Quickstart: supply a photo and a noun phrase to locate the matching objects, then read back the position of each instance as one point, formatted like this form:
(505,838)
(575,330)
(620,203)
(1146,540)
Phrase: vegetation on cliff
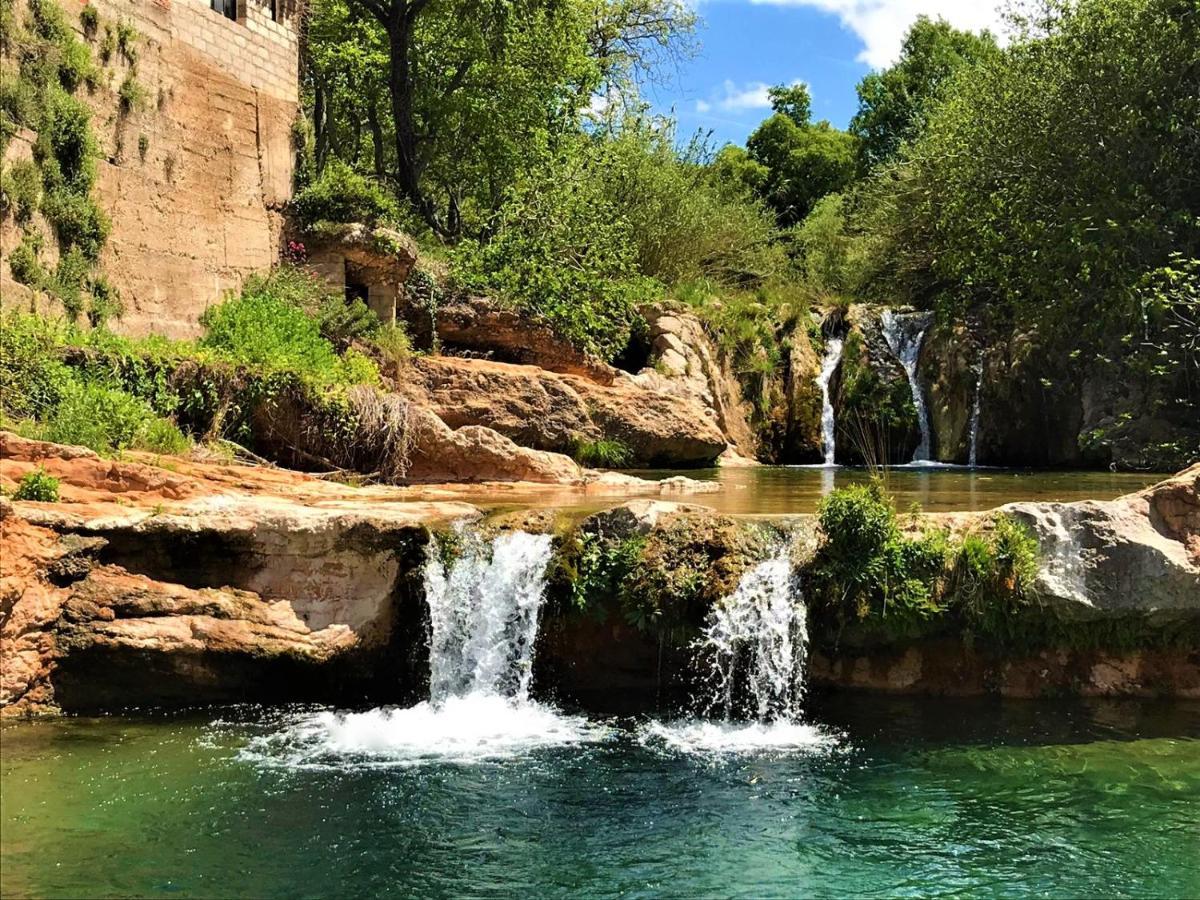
(869,571)
(1045,185)
(282,369)
(45,65)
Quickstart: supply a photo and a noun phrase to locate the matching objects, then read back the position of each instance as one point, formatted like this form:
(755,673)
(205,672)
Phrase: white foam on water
(700,737)
(755,647)
(757,639)
(484,610)
(477,727)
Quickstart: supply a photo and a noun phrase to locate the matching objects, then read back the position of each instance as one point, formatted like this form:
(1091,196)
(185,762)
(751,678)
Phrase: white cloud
(881,24)
(733,99)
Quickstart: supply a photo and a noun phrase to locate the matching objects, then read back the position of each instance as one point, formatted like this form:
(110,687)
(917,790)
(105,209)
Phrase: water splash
(756,640)
(755,646)
(904,334)
(484,616)
(828,366)
(976,411)
(483,630)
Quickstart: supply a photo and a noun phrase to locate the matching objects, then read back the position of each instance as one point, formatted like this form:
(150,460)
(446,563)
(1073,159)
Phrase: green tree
(448,101)
(893,105)
(803,162)
(792,101)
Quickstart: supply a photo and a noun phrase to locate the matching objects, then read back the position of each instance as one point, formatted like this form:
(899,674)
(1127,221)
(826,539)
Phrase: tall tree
(801,161)
(894,105)
(448,100)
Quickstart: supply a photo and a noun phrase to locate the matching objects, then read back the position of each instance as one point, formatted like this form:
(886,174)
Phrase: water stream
(828,366)
(753,652)
(484,609)
(904,334)
(976,411)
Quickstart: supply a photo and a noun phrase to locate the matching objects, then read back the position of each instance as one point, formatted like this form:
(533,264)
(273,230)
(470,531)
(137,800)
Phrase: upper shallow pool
(792,490)
(879,798)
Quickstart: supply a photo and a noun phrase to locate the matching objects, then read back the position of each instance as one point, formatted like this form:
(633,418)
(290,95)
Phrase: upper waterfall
(904,334)
(756,641)
(828,365)
(976,412)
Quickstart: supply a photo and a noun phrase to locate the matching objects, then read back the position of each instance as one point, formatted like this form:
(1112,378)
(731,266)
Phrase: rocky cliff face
(204,582)
(547,411)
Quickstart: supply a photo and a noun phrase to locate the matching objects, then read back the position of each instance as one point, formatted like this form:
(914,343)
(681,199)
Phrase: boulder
(472,453)
(483,325)
(949,365)
(549,412)
(802,437)
(1134,556)
(684,363)
(125,639)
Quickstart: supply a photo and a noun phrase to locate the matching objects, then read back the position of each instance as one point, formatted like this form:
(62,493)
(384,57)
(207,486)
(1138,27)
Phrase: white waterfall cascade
(757,636)
(828,366)
(904,334)
(976,412)
(755,645)
(484,610)
(484,616)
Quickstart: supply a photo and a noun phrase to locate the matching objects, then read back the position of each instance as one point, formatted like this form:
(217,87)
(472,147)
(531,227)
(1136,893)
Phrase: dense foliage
(870,570)
(275,370)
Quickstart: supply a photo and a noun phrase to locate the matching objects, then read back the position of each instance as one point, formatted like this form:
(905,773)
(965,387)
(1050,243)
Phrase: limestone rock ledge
(204,583)
(1138,553)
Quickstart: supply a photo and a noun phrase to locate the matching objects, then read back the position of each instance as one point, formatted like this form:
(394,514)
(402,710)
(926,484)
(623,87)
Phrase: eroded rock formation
(192,582)
(549,411)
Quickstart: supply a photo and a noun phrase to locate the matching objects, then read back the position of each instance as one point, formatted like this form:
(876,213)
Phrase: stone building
(195,178)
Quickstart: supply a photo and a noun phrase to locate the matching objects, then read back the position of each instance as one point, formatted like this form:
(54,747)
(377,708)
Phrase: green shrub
(31,369)
(261,328)
(107,419)
(870,571)
(162,436)
(18,103)
(48,22)
(21,190)
(107,45)
(89,19)
(601,454)
(37,486)
(66,148)
(127,42)
(393,343)
(24,264)
(76,66)
(561,251)
(131,93)
(341,322)
(69,282)
(106,301)
(685,222)
(341,195)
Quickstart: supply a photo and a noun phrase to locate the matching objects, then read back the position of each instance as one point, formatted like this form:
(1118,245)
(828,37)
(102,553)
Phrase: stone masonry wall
(193,179)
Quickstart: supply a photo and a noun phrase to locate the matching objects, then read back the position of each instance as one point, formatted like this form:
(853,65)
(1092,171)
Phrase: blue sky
(747,46)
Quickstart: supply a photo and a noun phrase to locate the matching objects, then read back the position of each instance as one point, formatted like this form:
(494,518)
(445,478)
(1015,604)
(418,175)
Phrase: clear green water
(900,798)
(791,490)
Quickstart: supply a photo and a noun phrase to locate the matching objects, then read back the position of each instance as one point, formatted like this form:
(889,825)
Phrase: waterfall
(828,365)
(976,408)
(484,616)
(754,648)
(904,334)
(484,612)
(756,640)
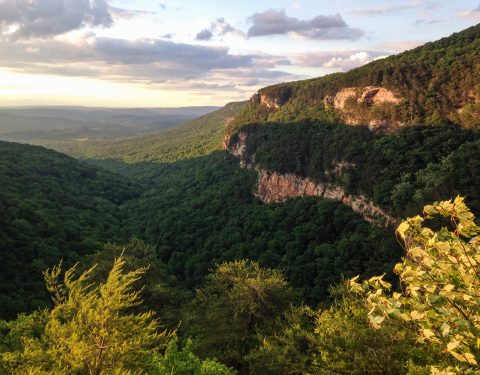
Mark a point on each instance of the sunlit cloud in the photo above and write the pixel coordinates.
(276, 22)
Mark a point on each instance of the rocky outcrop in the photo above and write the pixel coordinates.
(269, 102)
(370, 96)
(275, 187)
(356, 105)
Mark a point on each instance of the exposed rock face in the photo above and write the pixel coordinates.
(268, 102)
(368, 97)
(342, 96)
(275, 187)
(376, 95)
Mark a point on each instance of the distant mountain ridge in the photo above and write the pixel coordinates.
(436, 83)
(28, 124)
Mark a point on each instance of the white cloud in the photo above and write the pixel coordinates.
(336, 60)
(276, 22)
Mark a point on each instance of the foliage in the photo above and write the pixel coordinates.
(194, 138)
(441, 284)
(185, 362)
(435, 81)
(52, 207)
(338, 340)
(400, 172)
(202, 212)
(91, 329)
(160, 292)
(238, 300)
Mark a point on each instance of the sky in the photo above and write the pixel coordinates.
(172, 53)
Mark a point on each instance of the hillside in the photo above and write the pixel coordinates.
(432, 84)
(321, 138)
(197, 260)
(191, 139)
(36, 124)
(52, 207)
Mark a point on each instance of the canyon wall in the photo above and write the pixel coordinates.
(276, 187)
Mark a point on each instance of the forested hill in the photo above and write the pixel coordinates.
(52, 207)
(191, 139)
(394, 134)
(432, 84)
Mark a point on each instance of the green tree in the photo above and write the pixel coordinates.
(184, 362)
(238, 300)
(441, 284)
(92, 328)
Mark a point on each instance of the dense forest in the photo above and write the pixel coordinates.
(152, 255)
(438, 83)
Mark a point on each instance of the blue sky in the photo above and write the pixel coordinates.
(176, 52)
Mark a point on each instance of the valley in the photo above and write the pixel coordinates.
(296, 232)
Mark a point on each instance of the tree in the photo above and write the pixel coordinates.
(185, 362)
(159, 291)
(338, 340)
(441, 284)
(238, 300)
(92, 328)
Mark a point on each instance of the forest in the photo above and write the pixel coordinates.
(152, 254)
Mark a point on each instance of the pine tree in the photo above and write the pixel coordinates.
(92, 329)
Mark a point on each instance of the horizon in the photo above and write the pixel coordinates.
(135, 54)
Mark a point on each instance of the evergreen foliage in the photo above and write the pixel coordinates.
(441, 284)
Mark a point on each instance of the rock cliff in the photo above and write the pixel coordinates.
(355, 105)
(276, 187)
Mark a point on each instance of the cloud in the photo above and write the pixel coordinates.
(337, 60)
(205, 34)
(385, 9)
(403, 45)
(219, 28)
(147, 61)
(276, 22)
(471, 14)
(23, 19)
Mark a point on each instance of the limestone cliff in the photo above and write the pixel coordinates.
(368, 105)
(277, 187)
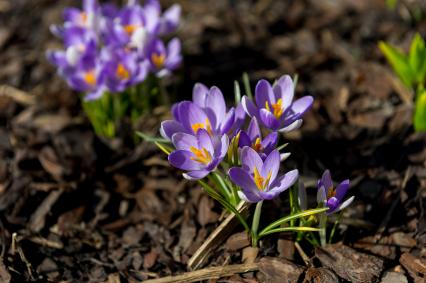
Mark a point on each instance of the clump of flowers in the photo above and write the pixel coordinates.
(237, 164)
(113, 54)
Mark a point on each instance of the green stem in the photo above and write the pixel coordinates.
(336, 223)
(255, 224)
(323, 231)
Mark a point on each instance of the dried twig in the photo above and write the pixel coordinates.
(207, 273)
(216, 238)
(17, 95)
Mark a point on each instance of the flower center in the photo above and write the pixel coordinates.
(121, 72)
(257, 145)
(83, 16)
(90, 78)
(277, 109)
(331, 193)
(261, 182)
(206, 126)
(158, 60)
(201, 155)
(129, 29)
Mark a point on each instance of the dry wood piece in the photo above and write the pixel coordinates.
(216, 238)
(350, 264)
(37, 220)
(278, 270)
(4, 274)
(320, 275)
(416, 266)
(207, 273)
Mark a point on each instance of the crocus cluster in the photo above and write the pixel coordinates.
(203, 130)
(107, 48)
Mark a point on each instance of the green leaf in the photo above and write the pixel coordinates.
(283, 220)
(237, 92)
(224, 203)
(289, 229)
(420, 112)
(417, 58)
(246, 83)
(399, 63)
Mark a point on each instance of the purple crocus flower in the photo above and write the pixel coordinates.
(207, 111)
(131, 28)
(124, 70)
(199, 154)
(259, 179)
(85, 18)
(330, 196)
(253, 139)
(169, 21)
(79, 45)
(163, 60)
(274, 106)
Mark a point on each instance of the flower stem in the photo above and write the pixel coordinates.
(255, 224)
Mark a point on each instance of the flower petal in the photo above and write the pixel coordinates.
(228, 121)
(264, 94)
(268, 119)
(293, 126)
(326, 180)
(321, 195)
(341, 189)
(216, 103)
(191, 114)
(242, 179)
(199, 94)
(170, 127)
(183, 141)
(346, 203)
(250, 159)
(249, 107)
(271, 166)
(284, 182)
(205, 141)
(253, 129)
(269, 143)
(195, 175)
(284, 89)
(244, 140)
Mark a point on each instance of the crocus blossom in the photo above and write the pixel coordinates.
(199, 154)
(111, 49)
(164, 60)
(330, 196)
(259, 179)
(207, 111)
(275, 107)
(253, 138)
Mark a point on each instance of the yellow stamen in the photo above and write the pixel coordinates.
(121, 72)
(259, 180)
(276, 108)
(331, 193)
(201, 155)
(257, 145)
(206, 126)
(129, 29)
(158, 60)
(90, 78)
(83, 16)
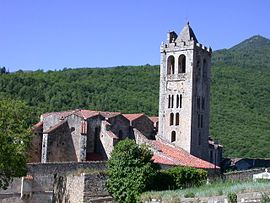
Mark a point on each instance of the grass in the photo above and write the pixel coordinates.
(209, 190)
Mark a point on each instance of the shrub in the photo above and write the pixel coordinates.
(130, 171)
(179, 177)
(232, 197)
(189, 195)
(265, 198)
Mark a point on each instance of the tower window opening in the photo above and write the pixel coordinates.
(182, 64)
(198, 103)
(177, 119)
(203, 103)
(199, 138)
(173, 136)
(201, 121)
(171, 118)
(204, 68)
(198, 66)
(170, 65)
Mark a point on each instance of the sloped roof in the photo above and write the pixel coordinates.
(165, 153)
(82, 113)
(154, 119)
(186, 34)
(38, 125)
(132, 117)
(55, 127)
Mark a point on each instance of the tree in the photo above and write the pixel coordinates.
(130, 171)
(15, 119)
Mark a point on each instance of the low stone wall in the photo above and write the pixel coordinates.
(243, 175)
(43, 178)
(79, 188)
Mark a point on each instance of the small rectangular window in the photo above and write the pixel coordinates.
(202, 103)
(180, 100)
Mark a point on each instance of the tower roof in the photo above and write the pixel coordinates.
(186, 34)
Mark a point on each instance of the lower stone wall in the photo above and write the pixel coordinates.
(79, 188)
(243, 175)
(43, 177)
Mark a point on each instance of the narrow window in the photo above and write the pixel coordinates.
(203, 103)
(173, 136)
(198, 67)
(182, 64)
(171, 119)
(204, 69)
(170, 65)
(211, 156)
(177, 119)
(198, 103)
(120, 134)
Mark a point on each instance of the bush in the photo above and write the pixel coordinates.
(179, 177)
(189, 195)
(130, 171)
(232, 197)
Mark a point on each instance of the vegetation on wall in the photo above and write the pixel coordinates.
(15, 119)
(130, 171)
(240, 94)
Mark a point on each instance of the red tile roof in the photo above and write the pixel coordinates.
(84, 127)
(154, 119)
(55, 127)
(132, 117)
(94, 157)
(82, 113)
(38, 125)
(165, 153)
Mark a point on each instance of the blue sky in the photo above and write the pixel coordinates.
(53, 34)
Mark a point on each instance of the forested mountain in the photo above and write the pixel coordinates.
(240, 93)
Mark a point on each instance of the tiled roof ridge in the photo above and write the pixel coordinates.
(133, 116)
(51, 129)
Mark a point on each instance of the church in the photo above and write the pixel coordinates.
(178, 136)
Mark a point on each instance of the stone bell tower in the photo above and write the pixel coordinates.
(185, 92)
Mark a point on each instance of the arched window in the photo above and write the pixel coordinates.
(171, 119)
(170, 65)
(173, 136)
(182, 64)
(204, 68)
(177, 119)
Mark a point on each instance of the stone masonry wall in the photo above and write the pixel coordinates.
(43, 179)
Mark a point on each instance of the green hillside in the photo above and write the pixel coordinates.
(240, 94)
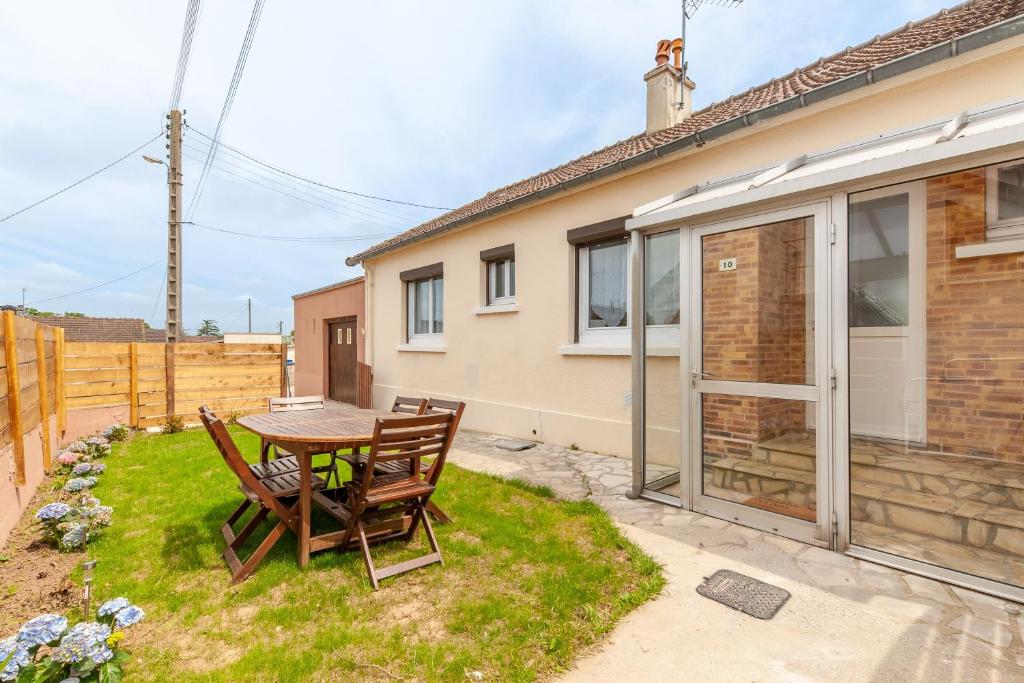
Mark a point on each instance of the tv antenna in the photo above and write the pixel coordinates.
(690, 8)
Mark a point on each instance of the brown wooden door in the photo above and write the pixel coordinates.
(342, 339)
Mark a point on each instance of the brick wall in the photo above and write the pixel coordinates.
(975, 328)
(755, 330)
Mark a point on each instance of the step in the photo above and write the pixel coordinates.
(978, 561)
(886, 463)
(754, 478)
(964, 521)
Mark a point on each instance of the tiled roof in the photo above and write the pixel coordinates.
(97, 329)
(908, 39)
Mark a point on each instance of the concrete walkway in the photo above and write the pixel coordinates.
(847, 620)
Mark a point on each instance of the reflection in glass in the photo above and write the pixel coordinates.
(607, 284)
(760, 453)
(880, 261)
(952, 496)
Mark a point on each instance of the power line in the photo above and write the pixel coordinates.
(358, 216)
(353, 204)
(232, 89)
(292, 238)
(316, 182)
(78, 182)
(96, 287)
(192, 18)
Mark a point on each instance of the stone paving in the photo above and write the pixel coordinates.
(847, 619)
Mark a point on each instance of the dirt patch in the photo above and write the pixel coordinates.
(34, 579)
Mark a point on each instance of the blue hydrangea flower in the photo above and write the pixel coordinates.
(19, 656)
(42, 630)
(76, 484)
(85, 641)
(52, 512)
(129, 616)
(75, 537)
(98, 515)
(113, 606)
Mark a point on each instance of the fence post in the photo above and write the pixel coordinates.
(14, 396)
(133, 385)
(44, 395)
(58, 390)
(284, 371)
(169, 378)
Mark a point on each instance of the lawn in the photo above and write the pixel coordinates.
(528, 582)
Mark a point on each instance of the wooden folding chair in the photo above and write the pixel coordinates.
(409, 406)
(283, 461)
(270, 494)
(381, 508)
(432, 407)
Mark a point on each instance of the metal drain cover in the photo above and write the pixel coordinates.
(743, 593)
(515, 445)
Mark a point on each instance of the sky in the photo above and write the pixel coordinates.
(432, 103)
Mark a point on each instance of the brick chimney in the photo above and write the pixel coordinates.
(665, 82)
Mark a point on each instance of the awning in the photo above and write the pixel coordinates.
(968, 133)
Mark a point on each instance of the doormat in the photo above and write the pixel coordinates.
(782, 508)
(515, 445)
(743, 593)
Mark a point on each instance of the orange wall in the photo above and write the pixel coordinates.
(312, 312)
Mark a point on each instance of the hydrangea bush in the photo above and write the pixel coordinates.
(71, 526)
(86, 651)
(118, 432)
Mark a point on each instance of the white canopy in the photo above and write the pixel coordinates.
(989, 129)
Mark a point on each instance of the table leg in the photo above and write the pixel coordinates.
(305, 503)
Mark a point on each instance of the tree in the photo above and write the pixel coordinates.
(208, 329)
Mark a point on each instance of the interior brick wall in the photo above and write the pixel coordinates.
(975, 342)
(755, 330)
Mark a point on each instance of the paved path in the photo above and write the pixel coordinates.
(847, 620)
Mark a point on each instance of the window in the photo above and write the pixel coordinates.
(880, 260)
(425, 303)
(501, 282)
(604, 285)
(1005, 201)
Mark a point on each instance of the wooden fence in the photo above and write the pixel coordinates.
(158, 380)
(30, 392)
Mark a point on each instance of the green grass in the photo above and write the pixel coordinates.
(527, 583)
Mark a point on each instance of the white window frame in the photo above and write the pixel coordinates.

=-=-=-=-=

▶ **Instructions to follow**: All lines from the one that contains "Mark a point on each instance of the wooden fence" to the end of the records above are to be copied exactly; leave out the rest.

▶ **Exercise solution**:
Mark a point on each instance of the wooden fence in the photo above and write the pixel coordinates.
(158, 380)
(30, 392)
Mark a point on each instance of the green grass in the photo above and write the pixel coordinates.
(527, 583)
Mark a point on each instance of the white window frame in the photo above and write the pixel coordinates.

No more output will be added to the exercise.